Collected data entries
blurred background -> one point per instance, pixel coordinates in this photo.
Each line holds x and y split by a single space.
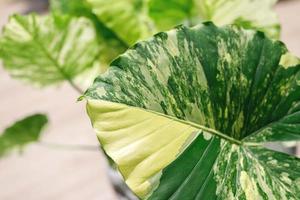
43 173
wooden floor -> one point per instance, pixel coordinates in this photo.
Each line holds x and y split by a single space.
43 173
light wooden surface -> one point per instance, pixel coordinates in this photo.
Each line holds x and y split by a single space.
56 174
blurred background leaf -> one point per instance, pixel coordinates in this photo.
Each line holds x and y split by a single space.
45 50
22 133
110 45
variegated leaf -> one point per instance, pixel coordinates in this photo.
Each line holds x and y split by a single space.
254 14
185 115
128 18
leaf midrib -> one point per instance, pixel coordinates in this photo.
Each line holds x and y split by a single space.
195 125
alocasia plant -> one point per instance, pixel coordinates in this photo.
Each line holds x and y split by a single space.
185 115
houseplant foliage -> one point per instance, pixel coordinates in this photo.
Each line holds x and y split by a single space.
21 133
79 38
185 115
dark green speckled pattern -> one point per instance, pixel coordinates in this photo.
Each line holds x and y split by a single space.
237 82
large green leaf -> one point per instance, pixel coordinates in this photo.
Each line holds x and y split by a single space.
186 113
254 14
110 45
129 19
48 49
22 133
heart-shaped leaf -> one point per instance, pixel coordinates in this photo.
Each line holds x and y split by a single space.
185 114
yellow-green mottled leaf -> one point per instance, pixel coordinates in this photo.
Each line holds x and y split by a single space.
185 115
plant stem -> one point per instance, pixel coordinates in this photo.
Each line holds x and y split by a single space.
79 147
75 87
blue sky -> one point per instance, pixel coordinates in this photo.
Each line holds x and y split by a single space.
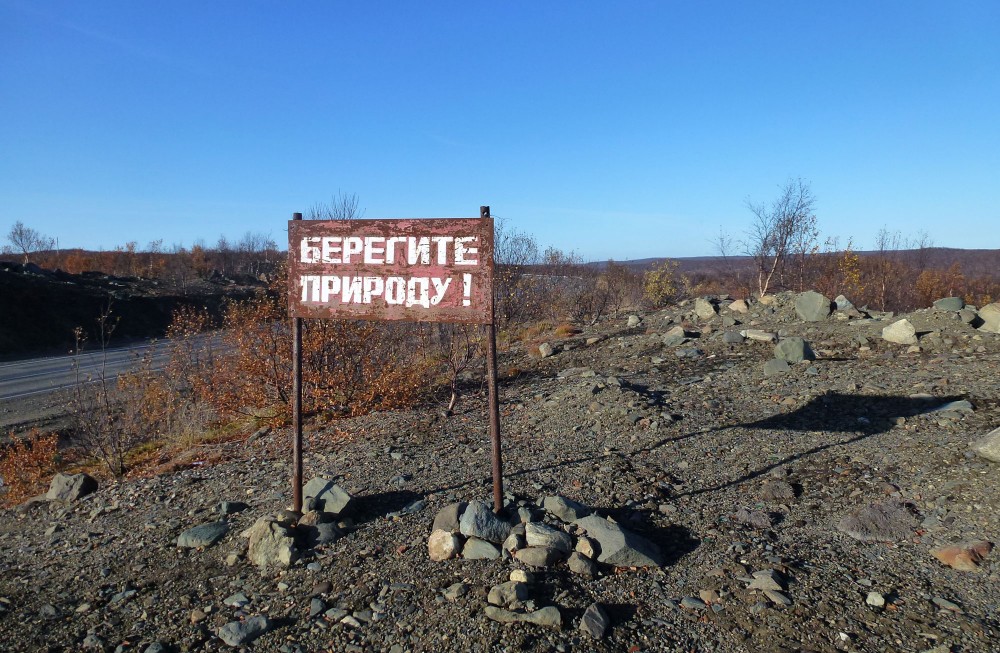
615 129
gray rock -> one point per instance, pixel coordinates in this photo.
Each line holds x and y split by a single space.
777 597
990 315
619 547
875 599
536 534
704 308
595 621
325 495
238 633
777 491
581 565
456 591
675 336
753 518
766 579
733 338
692 603
759 335
70 487
900 332
842 303
506 594
539 556
477 549
203 535
776 367
479 521
880 522
547 616
794 350
230 507
811 306
988 446
951 304
448 517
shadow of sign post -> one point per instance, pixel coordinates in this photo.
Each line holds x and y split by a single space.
417 270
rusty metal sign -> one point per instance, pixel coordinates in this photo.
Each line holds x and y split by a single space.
419 270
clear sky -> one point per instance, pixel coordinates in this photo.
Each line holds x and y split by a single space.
615 129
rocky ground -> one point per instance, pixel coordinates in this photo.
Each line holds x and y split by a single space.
792 510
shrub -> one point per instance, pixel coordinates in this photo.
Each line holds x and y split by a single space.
26 466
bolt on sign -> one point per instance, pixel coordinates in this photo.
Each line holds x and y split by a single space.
420 270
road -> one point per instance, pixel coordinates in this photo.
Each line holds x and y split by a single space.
36 376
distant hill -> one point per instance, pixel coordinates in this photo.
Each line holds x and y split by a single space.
974 262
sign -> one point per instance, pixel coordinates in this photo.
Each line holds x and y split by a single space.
430 270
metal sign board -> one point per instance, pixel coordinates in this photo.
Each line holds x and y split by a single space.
419 270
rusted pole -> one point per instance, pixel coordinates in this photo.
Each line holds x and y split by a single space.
494 397
297 408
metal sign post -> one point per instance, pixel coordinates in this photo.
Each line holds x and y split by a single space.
297 408
491 381
427 270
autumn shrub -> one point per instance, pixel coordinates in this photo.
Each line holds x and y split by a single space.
26 466
349 367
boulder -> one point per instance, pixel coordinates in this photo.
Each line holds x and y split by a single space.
842 303
547 616
988 446
733 338
595 621
70 487
811 306
674 336
793 350
477 549
759 335
325 495
776 367
900 332
271 543
448 518
238 633
704 308
890 521
479 521
539 556
536 534
619 547
565 509
443 545
505 594
990 315
950 304
963 557
202 536
739 306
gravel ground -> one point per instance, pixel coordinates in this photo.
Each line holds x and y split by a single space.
729 471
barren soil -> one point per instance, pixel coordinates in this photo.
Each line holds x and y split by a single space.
673 447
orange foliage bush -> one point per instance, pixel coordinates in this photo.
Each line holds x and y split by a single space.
26 466
348 367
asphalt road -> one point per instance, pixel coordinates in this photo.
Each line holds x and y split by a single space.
39 376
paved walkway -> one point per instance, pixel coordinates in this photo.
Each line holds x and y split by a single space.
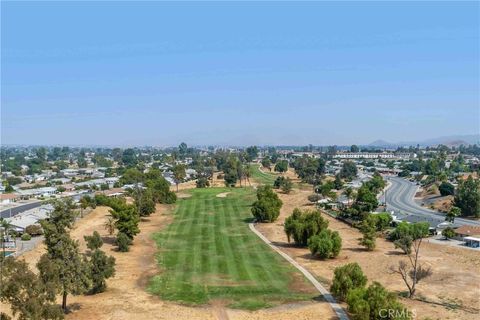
328 297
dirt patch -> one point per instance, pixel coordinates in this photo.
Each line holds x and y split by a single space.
222 195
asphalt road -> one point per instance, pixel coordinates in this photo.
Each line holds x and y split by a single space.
7 213
400 199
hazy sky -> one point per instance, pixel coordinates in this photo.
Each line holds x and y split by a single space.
229 73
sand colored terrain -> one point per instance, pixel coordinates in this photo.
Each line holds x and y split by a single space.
452 292
126 296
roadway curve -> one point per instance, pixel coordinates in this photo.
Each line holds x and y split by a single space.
7 213
400 198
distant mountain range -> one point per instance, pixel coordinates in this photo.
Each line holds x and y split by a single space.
450 141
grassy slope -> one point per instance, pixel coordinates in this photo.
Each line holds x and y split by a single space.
262 177
208 252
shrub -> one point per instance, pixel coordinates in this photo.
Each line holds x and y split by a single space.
326 244
123 242
375 302
26 237
302 225
346 278
267 207
34 230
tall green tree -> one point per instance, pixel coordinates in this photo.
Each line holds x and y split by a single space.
267 207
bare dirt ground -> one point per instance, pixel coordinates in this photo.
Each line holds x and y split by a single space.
126 296
452 292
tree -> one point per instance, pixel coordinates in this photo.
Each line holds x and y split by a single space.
354 148
109 225
302 225
179 173
266 163
252 153
338 183
406 233
182 150
34 230
314 197
326 244
202 182
366 200
281 166
94 241
28 296
348 171
346 278
446 189
468 197
143 200
129 158
126 220
267 207
101 266
448 233
62 267
452 214
369 231
413 272
349 193
382 220
287 185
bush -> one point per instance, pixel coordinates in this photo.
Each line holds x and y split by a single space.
346 278
123 242
202 182
446 189
34 230
326 244
26 237
267 207
302 225
375 302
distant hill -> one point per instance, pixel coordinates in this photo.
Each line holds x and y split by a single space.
450 141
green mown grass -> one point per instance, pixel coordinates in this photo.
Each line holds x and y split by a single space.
262 177
208 252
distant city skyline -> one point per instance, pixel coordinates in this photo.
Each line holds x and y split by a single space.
157 74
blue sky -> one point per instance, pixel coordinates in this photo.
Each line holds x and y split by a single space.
157 74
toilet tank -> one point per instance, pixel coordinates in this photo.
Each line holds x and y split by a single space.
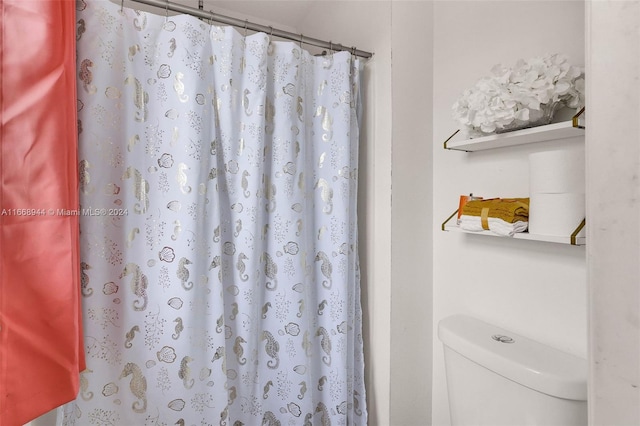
498 378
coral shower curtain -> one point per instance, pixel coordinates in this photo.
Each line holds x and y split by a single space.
218 174
41 349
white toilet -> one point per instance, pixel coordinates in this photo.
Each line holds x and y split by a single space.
497 378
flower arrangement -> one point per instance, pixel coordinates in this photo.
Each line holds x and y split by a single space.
526 95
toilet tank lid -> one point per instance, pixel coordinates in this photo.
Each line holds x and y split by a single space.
525 361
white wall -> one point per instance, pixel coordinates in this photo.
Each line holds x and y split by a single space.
613 187
412 210
532 288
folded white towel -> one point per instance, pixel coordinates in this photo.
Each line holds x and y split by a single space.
497 226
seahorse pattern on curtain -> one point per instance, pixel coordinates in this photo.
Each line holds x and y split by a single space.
218 177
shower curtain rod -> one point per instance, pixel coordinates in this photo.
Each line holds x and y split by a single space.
176 7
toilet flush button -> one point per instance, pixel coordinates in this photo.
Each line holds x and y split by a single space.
502 338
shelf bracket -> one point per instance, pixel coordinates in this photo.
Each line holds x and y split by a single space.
449 138
574 234
449 218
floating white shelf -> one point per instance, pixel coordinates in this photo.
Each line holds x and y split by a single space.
562 130
579 240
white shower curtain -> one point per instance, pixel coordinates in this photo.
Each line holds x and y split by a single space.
218 178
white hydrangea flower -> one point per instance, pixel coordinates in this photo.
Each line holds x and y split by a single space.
526 95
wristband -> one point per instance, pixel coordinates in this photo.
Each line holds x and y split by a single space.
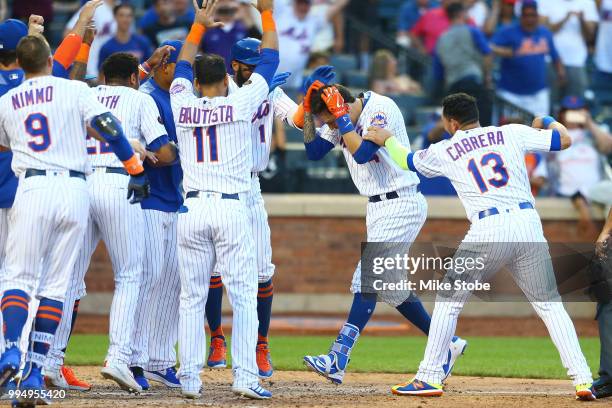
83 54
344 124
547 121
195 34
133 166
267 21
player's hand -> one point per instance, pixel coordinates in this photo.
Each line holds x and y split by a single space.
314 87
279 79
90 33
377 135
160 56
324 74
89 9
334 102
36 25
138 188
263 5
205 15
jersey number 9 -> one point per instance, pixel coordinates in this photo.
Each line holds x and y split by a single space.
37 127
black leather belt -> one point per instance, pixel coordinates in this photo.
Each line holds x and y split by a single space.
117 170
388 196
494 211
224 196
36 172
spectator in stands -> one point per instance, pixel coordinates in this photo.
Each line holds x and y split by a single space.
221 39
331 36
573 23
478 11
106 27
523 48
409 14
384 78
502 13
168 26
580 165
182 9
430 26
463 60
125 40
297 27
603 46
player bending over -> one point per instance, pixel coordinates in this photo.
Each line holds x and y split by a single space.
50 212
487 168
396 209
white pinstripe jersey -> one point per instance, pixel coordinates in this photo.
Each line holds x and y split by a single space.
485 165
283 108
139 119
214 135
380 175
44 119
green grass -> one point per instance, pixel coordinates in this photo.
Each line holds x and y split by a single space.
531 357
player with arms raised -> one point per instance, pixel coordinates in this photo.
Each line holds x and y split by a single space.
487 168
46 229
215 134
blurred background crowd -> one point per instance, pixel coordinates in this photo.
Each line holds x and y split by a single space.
520 58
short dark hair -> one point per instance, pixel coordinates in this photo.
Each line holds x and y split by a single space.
8 57
461 107
122 5
454 10
33 51
119 66
318 106
210 69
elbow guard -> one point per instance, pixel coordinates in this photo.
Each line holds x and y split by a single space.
365 152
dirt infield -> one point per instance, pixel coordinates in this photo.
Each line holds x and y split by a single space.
305 389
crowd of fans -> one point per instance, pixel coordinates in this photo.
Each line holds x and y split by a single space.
541 56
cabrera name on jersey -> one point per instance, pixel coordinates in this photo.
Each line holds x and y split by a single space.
485 165
380 175
139 119
277 105
43 121
214 135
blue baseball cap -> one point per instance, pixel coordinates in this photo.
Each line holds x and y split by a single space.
11 31
177 49
573 102
247 51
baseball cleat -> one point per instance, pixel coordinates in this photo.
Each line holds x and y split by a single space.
603 389
584 392
456 349
254 392
418 388
326 365
264 362
35 383
191 394
166 377
9 364
122 375
140 378
216 353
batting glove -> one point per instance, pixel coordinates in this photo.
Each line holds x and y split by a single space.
324 74
279 79
138 188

Stated problem | Copy out, word for word, everything from the line containing "baseball cleat ->" down to the last line of the records.

Solution for this task |
baseball cleat -> one point per instance, pixel coordinates in this photo.
Each line holds x and y split by a single space.
603 389
584 392
456 349
254 392
418 388
326 365
264 362
35 383
191 394
166 377
9 364
122 375
140 378
216 353
batting glove -> one point per instance, pixel coordinates in this photo.
Each line holds x and y split by a single space.
324 74
279 79
138 188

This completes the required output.